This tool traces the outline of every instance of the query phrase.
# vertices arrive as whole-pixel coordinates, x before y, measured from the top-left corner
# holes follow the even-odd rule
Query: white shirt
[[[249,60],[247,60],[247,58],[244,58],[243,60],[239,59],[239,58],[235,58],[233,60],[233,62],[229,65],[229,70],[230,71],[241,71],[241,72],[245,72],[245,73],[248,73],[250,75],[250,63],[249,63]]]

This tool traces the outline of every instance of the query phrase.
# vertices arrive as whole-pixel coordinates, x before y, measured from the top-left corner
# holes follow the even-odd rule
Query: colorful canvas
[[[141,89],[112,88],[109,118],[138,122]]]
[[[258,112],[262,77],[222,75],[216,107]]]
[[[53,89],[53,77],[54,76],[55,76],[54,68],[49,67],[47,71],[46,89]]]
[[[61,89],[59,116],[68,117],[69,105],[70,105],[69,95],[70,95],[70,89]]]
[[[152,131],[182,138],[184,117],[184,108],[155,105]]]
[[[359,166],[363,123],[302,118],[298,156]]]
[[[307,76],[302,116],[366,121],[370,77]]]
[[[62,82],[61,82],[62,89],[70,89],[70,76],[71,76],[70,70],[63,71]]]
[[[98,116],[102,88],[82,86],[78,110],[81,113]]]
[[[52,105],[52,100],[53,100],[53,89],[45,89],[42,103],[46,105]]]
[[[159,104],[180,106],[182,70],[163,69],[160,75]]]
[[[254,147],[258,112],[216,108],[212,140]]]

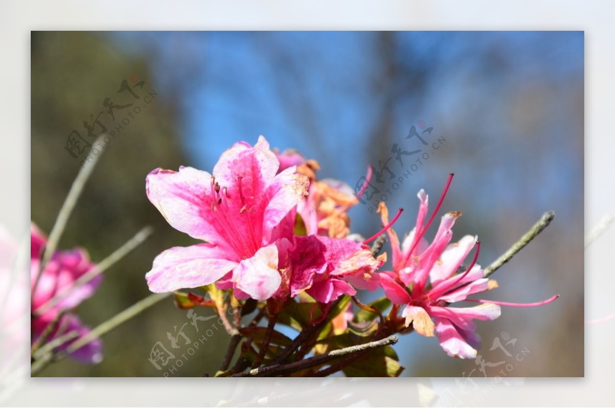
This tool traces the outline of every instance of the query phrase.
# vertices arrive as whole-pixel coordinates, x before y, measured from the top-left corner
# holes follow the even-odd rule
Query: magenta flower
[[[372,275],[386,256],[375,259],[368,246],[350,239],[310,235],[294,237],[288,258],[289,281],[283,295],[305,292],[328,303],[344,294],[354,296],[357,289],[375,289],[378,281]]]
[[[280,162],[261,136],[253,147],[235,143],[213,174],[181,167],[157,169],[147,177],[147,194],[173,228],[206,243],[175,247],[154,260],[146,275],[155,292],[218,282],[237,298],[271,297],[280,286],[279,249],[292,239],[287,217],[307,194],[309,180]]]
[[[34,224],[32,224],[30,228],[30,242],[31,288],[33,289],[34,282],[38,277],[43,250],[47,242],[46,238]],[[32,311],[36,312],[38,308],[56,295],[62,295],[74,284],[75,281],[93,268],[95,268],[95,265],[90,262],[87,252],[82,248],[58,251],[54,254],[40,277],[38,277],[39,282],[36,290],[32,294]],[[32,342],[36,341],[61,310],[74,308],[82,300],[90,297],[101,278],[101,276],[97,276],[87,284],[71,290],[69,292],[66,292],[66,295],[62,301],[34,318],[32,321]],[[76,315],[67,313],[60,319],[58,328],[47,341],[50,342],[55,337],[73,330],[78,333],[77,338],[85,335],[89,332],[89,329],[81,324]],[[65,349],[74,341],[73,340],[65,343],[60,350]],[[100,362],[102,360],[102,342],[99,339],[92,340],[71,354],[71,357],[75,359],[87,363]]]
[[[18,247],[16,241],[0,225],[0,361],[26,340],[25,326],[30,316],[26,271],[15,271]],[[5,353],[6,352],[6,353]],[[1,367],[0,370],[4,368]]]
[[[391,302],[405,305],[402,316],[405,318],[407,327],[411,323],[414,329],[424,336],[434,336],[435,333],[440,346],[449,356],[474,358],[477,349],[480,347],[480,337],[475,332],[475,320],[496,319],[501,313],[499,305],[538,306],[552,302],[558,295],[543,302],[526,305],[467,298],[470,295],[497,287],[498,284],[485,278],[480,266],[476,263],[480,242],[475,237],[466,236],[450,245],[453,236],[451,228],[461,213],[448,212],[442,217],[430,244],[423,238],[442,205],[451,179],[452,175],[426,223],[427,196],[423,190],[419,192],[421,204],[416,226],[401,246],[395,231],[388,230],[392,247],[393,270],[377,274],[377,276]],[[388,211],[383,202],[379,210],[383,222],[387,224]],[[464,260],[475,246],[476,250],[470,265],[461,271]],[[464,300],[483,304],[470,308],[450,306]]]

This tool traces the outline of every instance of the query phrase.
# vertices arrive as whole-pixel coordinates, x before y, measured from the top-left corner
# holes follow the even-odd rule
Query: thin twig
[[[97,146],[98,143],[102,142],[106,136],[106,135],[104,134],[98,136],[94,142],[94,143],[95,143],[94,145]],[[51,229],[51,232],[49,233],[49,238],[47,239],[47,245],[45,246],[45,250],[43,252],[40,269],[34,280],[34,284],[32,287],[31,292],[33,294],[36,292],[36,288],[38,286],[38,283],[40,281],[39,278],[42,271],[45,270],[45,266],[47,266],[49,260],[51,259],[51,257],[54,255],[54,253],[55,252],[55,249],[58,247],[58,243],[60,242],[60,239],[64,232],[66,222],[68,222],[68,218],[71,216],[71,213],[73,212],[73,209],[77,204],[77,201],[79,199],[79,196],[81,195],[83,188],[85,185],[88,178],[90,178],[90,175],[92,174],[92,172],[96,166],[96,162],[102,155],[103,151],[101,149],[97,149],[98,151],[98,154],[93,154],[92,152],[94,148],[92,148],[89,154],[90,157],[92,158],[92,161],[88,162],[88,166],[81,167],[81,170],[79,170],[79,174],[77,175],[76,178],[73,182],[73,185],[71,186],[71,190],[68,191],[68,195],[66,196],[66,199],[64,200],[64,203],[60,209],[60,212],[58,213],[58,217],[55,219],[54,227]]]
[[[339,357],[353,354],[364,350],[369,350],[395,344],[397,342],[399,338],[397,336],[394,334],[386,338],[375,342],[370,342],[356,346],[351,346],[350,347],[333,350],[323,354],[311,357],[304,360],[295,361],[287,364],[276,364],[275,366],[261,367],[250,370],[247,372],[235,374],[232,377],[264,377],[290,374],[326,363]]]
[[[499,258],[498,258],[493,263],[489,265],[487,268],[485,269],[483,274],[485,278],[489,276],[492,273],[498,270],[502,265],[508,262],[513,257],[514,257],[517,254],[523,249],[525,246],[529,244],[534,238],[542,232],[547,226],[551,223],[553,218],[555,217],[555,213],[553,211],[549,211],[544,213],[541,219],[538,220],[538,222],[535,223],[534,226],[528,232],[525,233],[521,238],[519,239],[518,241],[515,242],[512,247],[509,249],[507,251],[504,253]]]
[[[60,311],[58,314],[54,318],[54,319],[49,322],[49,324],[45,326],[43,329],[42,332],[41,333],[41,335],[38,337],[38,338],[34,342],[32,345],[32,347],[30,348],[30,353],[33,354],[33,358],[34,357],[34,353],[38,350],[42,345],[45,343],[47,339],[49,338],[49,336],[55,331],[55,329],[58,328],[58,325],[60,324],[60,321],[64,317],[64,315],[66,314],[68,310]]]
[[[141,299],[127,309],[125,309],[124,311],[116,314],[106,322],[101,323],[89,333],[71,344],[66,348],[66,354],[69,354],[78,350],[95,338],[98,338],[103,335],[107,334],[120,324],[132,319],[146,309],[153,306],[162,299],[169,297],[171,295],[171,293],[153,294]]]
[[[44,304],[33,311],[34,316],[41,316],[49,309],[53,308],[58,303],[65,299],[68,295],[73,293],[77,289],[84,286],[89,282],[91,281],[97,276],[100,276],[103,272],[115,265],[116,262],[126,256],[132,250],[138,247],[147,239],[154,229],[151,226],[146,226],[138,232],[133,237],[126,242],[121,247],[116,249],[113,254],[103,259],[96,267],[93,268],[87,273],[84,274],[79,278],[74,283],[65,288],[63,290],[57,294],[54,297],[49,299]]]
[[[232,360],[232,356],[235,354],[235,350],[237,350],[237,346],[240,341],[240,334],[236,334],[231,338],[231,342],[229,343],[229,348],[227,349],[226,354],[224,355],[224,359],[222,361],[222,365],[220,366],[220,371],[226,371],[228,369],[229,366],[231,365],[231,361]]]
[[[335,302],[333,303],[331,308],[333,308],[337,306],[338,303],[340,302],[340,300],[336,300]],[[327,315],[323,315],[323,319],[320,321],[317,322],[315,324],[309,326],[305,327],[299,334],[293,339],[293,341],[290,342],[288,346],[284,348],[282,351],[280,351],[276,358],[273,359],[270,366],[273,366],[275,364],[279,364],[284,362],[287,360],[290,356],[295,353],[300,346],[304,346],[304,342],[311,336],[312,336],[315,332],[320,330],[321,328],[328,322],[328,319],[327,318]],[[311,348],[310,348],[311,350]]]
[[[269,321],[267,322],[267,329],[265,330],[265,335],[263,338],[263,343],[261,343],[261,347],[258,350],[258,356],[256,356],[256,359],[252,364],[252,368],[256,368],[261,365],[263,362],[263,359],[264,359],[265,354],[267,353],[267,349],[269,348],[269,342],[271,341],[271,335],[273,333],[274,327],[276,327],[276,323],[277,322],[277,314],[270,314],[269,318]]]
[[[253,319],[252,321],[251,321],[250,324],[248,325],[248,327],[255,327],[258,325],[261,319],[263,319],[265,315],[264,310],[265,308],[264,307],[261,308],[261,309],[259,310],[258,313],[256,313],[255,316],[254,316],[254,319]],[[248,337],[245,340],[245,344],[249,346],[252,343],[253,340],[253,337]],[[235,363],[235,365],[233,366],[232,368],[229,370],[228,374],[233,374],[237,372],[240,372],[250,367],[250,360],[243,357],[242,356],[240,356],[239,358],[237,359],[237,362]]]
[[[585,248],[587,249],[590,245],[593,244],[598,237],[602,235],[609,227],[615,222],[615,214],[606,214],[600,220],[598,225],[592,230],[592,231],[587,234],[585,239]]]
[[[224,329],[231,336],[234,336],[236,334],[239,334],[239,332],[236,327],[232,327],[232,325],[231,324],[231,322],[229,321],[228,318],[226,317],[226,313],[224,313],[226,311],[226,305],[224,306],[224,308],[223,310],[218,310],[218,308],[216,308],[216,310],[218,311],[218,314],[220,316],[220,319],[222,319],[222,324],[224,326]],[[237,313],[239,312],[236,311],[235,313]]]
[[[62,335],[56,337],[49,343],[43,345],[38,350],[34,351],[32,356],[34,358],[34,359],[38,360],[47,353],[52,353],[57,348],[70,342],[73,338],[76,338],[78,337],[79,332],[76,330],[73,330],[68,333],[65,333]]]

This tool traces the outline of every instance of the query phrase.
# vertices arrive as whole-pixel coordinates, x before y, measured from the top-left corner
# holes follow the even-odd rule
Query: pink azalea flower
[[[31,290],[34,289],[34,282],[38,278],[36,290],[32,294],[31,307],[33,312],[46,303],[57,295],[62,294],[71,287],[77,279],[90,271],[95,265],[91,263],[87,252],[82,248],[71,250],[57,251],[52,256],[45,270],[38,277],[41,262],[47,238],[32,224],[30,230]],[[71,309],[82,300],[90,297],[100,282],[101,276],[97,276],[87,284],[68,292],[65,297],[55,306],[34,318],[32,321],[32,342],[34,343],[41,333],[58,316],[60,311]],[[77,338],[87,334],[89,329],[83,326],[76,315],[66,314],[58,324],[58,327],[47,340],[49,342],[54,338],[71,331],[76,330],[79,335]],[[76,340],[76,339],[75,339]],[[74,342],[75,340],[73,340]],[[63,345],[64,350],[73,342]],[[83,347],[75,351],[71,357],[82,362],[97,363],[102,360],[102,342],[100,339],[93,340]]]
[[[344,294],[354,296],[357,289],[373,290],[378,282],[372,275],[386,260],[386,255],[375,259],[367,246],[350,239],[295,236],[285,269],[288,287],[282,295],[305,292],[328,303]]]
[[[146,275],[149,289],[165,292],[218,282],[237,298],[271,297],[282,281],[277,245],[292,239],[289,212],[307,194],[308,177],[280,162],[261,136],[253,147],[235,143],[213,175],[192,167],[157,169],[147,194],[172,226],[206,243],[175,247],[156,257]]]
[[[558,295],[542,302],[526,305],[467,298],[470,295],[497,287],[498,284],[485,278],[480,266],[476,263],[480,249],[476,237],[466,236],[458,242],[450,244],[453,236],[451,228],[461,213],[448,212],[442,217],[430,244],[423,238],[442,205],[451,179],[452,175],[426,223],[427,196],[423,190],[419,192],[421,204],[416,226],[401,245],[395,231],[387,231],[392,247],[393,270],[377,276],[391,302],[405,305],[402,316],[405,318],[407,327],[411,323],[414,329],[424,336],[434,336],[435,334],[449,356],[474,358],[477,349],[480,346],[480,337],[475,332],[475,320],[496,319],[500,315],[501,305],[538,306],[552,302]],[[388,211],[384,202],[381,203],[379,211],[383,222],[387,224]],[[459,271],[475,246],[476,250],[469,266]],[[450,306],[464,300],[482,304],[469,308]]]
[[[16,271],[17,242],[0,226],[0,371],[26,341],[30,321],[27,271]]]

--- --- ---

Goal => Reproduce the items above character for character, from the very first line through the line containing "[[[254,147],[258,112],[216,108],[212,140]]]", including that line.

Result for this exercise =>
This tool traces the outline of every instance of the query phrase.
# vertices arrive as whole-pixel coordinates, x before y, measured from the top-left corner
# holes follow the even-odd rule
Query: white shirt
[[[249,60],[247,60],[247,58],[244,58],[243,60],[239,59],[239,58],[235,58],[233,60],[233,62],[229,65],[229,70],[230,71],[241,71],[241,72],[245,72],[245,73],[248,73],[250,75],[250,63],[249,63]]]

This tool traces the outline of every instance of the query phrase.
# vertices arrive as whole-pixel coordinates, x before y, measured from the top-left corner
# holes follow the even-odd rule
Query: colorful canvas
[[[141,89],[112,88],[109,118],[138,122]]]
[[[258,112],[262,77],[222,75],[216,107]]]
[[[53,89],[53,77],[54,76],[55,76],[54,68],[49,67],[47,71],[46,89]]]
[[[61,89],[59,116],[68,117],[69,105],[70,105],[69,95],[70,95],[70,89]]]
[[[152,131],[182,138],[184,117],[184,108],[155,105]]]
[[[359,166],[363,123],[302,118],[298,156]]]
[[[307,76],[302,116],[366,121],[370,77]]]
[[[62,82],[61,82],[62,89],[70,89],[70,76],[71,76],[70,70],[63,71]]]
[[[98,116],[102,88],[82,86],[78,110],[81,113]]]
[[[52,105],[52,100],[53,100],[53,89],[45,89],[42,103],[46,105]]]
[[[159,104],[180,106],[182,70],[163,69],[160,75]]]
[[[254,147],[258,112],[216,108],[212,140]]]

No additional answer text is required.